[Dataset records]

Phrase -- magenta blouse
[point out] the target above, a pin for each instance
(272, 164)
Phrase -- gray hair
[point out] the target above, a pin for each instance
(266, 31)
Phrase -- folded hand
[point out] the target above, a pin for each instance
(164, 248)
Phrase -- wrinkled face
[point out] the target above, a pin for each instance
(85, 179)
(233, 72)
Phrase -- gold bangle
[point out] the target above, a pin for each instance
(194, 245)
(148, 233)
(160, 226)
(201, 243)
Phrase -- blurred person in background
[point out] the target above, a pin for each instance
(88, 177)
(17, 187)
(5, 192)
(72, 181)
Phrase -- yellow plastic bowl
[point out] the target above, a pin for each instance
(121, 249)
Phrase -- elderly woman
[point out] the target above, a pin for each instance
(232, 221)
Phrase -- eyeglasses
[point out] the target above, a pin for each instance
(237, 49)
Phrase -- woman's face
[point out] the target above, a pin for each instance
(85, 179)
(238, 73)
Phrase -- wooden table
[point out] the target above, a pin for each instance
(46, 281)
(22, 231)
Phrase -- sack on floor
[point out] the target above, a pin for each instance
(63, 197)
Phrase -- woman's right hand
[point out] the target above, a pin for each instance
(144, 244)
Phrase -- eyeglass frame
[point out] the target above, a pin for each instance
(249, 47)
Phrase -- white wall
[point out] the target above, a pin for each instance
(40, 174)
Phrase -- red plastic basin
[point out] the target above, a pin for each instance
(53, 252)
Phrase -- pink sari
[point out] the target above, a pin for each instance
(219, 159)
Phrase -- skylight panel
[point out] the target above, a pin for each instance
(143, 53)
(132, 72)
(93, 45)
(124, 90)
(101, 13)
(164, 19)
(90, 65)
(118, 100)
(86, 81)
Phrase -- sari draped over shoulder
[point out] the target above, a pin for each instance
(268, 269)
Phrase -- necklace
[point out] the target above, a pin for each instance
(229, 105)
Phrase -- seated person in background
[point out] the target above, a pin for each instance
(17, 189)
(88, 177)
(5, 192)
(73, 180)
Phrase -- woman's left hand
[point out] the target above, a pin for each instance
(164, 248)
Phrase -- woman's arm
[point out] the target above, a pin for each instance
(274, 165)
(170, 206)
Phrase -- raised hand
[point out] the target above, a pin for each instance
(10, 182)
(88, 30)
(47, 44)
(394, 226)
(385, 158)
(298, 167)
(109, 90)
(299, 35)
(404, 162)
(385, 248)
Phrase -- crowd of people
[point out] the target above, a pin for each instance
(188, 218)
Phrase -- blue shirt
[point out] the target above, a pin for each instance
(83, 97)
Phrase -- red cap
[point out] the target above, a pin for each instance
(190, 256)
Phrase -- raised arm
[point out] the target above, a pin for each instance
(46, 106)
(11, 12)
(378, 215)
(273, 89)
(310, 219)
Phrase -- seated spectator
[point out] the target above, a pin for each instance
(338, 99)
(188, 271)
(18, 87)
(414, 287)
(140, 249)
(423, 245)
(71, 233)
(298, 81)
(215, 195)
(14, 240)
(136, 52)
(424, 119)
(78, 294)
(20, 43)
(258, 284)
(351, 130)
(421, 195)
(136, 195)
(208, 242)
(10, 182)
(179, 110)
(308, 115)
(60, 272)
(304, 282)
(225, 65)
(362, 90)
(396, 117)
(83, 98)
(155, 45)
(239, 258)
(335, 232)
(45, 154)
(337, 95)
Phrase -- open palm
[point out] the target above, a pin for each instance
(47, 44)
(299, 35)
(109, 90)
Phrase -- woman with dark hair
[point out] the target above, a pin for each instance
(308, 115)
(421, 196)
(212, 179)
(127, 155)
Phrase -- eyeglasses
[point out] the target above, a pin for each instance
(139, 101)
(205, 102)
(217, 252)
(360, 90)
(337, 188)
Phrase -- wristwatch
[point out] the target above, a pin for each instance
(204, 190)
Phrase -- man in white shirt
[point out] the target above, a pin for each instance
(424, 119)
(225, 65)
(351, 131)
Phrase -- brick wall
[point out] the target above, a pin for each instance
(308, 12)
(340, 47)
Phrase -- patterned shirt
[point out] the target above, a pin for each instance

[/Dataset records]

* [Goal of the exercise]: The response should be an exact copy of every line above.

* [Answer to this problem]:
Phrase -- magenta blouse
[point out] the target above, a pin for each instance
(272, 164)
Phrase -- gray hair
[point out] the target above, a pin for each instance
(266, 31)
Phrase -- folded hand
[point out] the target above, a pin for each instance
(164, 248)
Phrase -- wrinkled face
[point out] the target above, a pin for each instance
(85, 179)
(233, 72)
Phrase -- gold bangle
[point out] the target above, a pin for each instance
(194, 245)
(148, 233)
(160, 226)
(201, 243)
Phrase -- blurred person in background
[point out] the target above, a pin for each instance
(88, 177)
(17, 187)
(5, 192)
(72, 181)
Phrase -- yellow plastic bowl
[point out] the target above, a pin for each instance
(121, 249)
Phrase -- elderly woman
[point out] the target above, a pin for each instance
(232, 221)
Phrase -- eyeglasses
[point out] the target above, a pin for each instance
(237, 49)
Phrase -- woman's face
[point out] the target above, a pin for each instance
(85, 179)
(238, 73)
Phrase -- wooden table
[point out] the target above, a pin for each instance
(46, 281)
(22, 231)
Phrase -- sack on floor
[point out] the target above, a pin for each instance
(63, 197)
Phrase -- woman's right hand
[point out] the target above, a pin for each instance
(144, 244)
Phrase -- eyeglass frame
[point out] the target above, a pin for each instance
(249, 47)
Phrase -- white wall
[point out] the target above, a pin for each instance
(40, 174)
Phrase -- red plastic basin
[point out] the target above, a pin for each instance
(53, 252)
Phrase -- pink sari
[point out] the target above, a pin for each instance
(219, 159)
Phrase -- skylight panel
[point out] the target above, a pin for each instance
(143, 53)
(132, 72)
(93, 45)
(124, 90)
(101, 13)
(164, 19)
(90, 65)
(118, 100)
(86, 81)
Phrase -- sari draped over shoulder
[point out] the target above, a pin for each instance
(268, 269)
Phrase -- necklace
[point out] the target above, a pin for each instance
(229, 105)
Phrase -- seated person in background
[point out] the target above, a pin for each instance
(17, 189)
(88, 177)
(5, 192)
(73, 180)
Phrase -- woman's left hand
[point out] the target above, a pin for each instance
(164, 248)
Phrase -- woman's arm
[point out] the target above, a pin for each instance
(274, 165)
(170, 206)
Phrase -- raised hand
[point out] the target above, a pin for each instance
(10, 182)
(88, 30)
(47, 44)
(394, 226)
(385, 158)
(298, 167)
(109, 90)
(299, 35)
(404, 162)
(385, 248)
Phrase -- crowd of people
[point out] the target above, a pin for each instance
(188, 218)
Phrase -- blue shirt
[point out] the target above, a pin for each instance
(83, 97)
Phrase -- red cap
[point out] the target above, a pin for each instance
(190, 256)
Phrase -- raised arm
[point out] the target above, a pin for each instance
(46, 106)
(11, 12)
(378, 215)
(273, 89)
(310, 219)
Phrase -- seated spectator
[point out] the target above, a pin for each instance
(338, 99)
(188, 271)
(18, 87)
(414, 287)
(140, 249)
(423, 245)
(71, 233)
(298, 81)
(215, 195)
(14, 240)
(136, 52)
(424, 119)
(78, 294)
(20, 43)
(258, 284)
(351, 130)
(421, 195)
(136, 195)
(208, 242)
(10, 182)
(179, 110)
(308, 115)
(60, 272)
(304, 282)
(225, 65)
(362, 90)
(396, 117)
(83, 98)
(155, 45)
(239, 258)
(335, 232)
(45, 154)
(337, 95)
Phrase -- open palm
[point out] the target above, a pin for each instance
(47, 44)
(299, 35)
(109, 90)
Phrase -- woman with dark hair
[point out] the target above, a pin for each instance
(308, 115)
(421, 196)
(212, 179)
(127, 155)
Phrase -- eyeglasses
[point out] the target above, a pin for each instance
(139, 101)
(205, 102)
(217, 252)
(360, 90)
(337, 188)
Phrase -- wristwatch
[point out] the target above, a pin for each instance
(204, 190)
Phrase -- man in white shirt
[point out] the target above, a pin for each instance
(424, 119)
(225, 65)
(351, 131)
Phrase -- brick wall
[point out] the target above, a pin for each instance
(308, 12)
(340, 47)
Phrase -- patterned shirt
[point out] the target above, a pin for each instance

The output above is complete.